▶ [AIM OF THE TASK] Transcribe, word for word, every record in the data below.

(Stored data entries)
※

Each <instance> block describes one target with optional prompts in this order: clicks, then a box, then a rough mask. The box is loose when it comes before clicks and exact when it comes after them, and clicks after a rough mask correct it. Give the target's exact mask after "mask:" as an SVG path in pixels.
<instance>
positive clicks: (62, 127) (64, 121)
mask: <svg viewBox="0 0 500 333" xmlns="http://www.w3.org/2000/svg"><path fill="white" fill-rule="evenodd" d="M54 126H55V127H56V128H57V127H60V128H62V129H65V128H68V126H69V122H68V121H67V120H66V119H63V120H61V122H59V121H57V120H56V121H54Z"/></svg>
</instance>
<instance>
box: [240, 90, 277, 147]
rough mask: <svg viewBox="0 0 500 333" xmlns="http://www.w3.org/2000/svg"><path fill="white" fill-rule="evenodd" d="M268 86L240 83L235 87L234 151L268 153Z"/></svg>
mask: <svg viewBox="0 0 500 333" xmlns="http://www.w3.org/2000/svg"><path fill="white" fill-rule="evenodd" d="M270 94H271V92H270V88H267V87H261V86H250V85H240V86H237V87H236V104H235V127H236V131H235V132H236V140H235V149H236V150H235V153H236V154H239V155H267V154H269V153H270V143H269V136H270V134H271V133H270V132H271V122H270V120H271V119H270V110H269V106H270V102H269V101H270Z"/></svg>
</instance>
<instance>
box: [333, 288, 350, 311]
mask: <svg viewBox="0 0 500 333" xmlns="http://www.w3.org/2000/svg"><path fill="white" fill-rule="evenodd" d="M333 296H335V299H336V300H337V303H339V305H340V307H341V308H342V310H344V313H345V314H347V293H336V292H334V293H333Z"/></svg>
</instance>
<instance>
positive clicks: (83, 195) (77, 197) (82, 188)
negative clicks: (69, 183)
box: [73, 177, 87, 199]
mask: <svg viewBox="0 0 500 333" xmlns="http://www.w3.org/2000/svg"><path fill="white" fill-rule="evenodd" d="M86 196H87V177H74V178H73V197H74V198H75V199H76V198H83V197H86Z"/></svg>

※

▶ [WORKED SOLUTION]
Each <instance> block describes one target with optional prompts in this order: clicks, then a box, then a rough mask. The box is loose when it comes before clicks and exact when it comes after them, and clicks after a rough mask correct it. Give the target's exact mask after "mask:" as an SVG path in pixels.
<instance>
positive clicks: (62, 127) (64, 121)
mask: <svg viewBox="0 0 500 333" xmlns="http://www.w3.org/2000/svg"><path fill="white" fill-rule="evenodd" d="M54 126H55V127H56V128H57V127H60V128H62V129H65V128H68V126H69V122H68V121H67V120H66V119H63V120H61V122H59V121H57V120H56V121H54Z"/></svg>
</instance>
<instance>
box: [240, 90, 277, 147]
rough mask: <svg viewBox="0 0 500 333" xmlns="http://www.w3.org/2000/svg"><path fill="white" fill-rule="evenodd" d="M268 86L240 83L235 87L234 151L268 153Z"/></svg>
mask: <svg viewBox="0 0 500 333" xmlns="http://www.w3.org/2000/svg"><path fill="white" fill-rule="evenodd" d="M270 94H271V92H270V88H267V87H261V86H250V85H240V86H237V87H236V104H235V127H236V131H235V132H236V140H235V149H236V150H235V153H236V154H239V155H267V154H269V153H270V143H269V136H270V134H271V133H270V132H271V122H270V120H271V119H270V110H269V106H270V102H269V101H270Z"/></svg>
</instance>
<instance>
box: [333, 288, 350, 311]
mask: <svg viewBox="0 0 500 333" xmlns="http://www.w3.org/2000/svg"><path fill="white" fill-rule="evenodd" d="M333 296H335V299H336V300H337V303H339V305H340V307H341V308H342V310H344V313H345V314H347V293H336V292H334V293H333Z"/></svg>
</instance>
<instance>
positive clicks: (83, 195) (77, 197) (82, 188)
negative clicks: (69, 183)
box: [73, 177, 87, 199]
mask: <svg viewBox="0 0 500 333" xmlns="http://www.w3.org/2000/svg"><path fill="white" fill-rule="evenodd" d="M86 196H87V177H74V178H73V197H74V198H75V199H76V198H83V197H86Z"/></svg>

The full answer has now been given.